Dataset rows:
★ ★ ★ ★ ★ ★ ★
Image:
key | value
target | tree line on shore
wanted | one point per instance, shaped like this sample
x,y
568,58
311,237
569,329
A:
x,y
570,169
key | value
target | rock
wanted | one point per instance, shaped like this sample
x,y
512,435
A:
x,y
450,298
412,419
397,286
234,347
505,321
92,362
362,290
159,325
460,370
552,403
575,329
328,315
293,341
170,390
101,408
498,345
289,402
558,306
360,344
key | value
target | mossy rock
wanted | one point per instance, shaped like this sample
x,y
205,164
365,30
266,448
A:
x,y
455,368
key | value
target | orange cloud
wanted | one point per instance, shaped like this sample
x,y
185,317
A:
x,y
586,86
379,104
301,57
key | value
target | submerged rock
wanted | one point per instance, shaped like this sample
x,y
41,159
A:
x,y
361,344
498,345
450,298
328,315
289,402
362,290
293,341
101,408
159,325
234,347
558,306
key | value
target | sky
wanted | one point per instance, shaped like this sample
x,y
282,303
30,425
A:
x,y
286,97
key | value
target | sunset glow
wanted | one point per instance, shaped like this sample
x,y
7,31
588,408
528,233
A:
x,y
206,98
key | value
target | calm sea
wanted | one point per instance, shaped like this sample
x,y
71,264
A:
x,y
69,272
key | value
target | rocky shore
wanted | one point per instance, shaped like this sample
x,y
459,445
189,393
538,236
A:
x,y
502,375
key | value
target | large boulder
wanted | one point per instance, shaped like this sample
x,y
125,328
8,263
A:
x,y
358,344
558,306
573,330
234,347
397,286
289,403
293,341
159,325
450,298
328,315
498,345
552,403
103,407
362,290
★ ★ ★ ★ ★ ★ ★
Copy out all of the records above line by line, with no changes to any character.

Image:
key | value
target | tree line on shore
wanted | one point per instance, shaped like this sample
x,y
568,58
311,237
569,329
A:
x,y
570,169
key | value
target | rock
wanted | one point per instance, shaped like this sample
x,y
512,435
A:
x,y
450,298
412,419
397,286
234,347
505,321
92,362
362,290
159,325
460,370
552,403
575,329
328,315
293,341
170,390
101,408
498,345
289,402
558,306
360,344
key | value
target | mossy rock
wanted | one point per instance, shaped like this sample
x,y
205,164
365,30
266,448
A:
x,y
455,368
key | value
target | orange cloud
wanted | one point per instance, shaped like this sample
x,y
185,317
A:
x,y
586,86
379,104
301,57
key | value
target | submerged rock
wanted | one point per instance, shaped like this sample
x,y
41,159
A:
x,y
361,344
498,345
450,298
328,315
289,402
362,290
293,341
101,408
159,325
234,347
558,306
key | value
target | sky
wanted | one point per instance, shaped like this sample
x,y
282,303
30,425
A:
x,y
286,97
key | value
target | sunset glow
wanted | one point per instance, shaped like this sample
x,y
7,31
588,408
528,233
A:
x,y
206,98
key | value
target | calm sea
wanted | one point per instance, shaped like this sample
x,y
71,264
A:
x,y
69,272
key | value
target | rocky shore
wanted | one point per instance, shaped like this sample
x,y
459,445
189,393
538,236
A:
x,y
502,375
key | value
target | large boulder
wanted | one point per instance, shaped like this sample
x,y
125,328
8,263
A:
x,y
358,344
558,306
573,330
234,347
397,286
289,403
293,341
159,325
450,298
328,315
498,345
552,403
103,407
362,290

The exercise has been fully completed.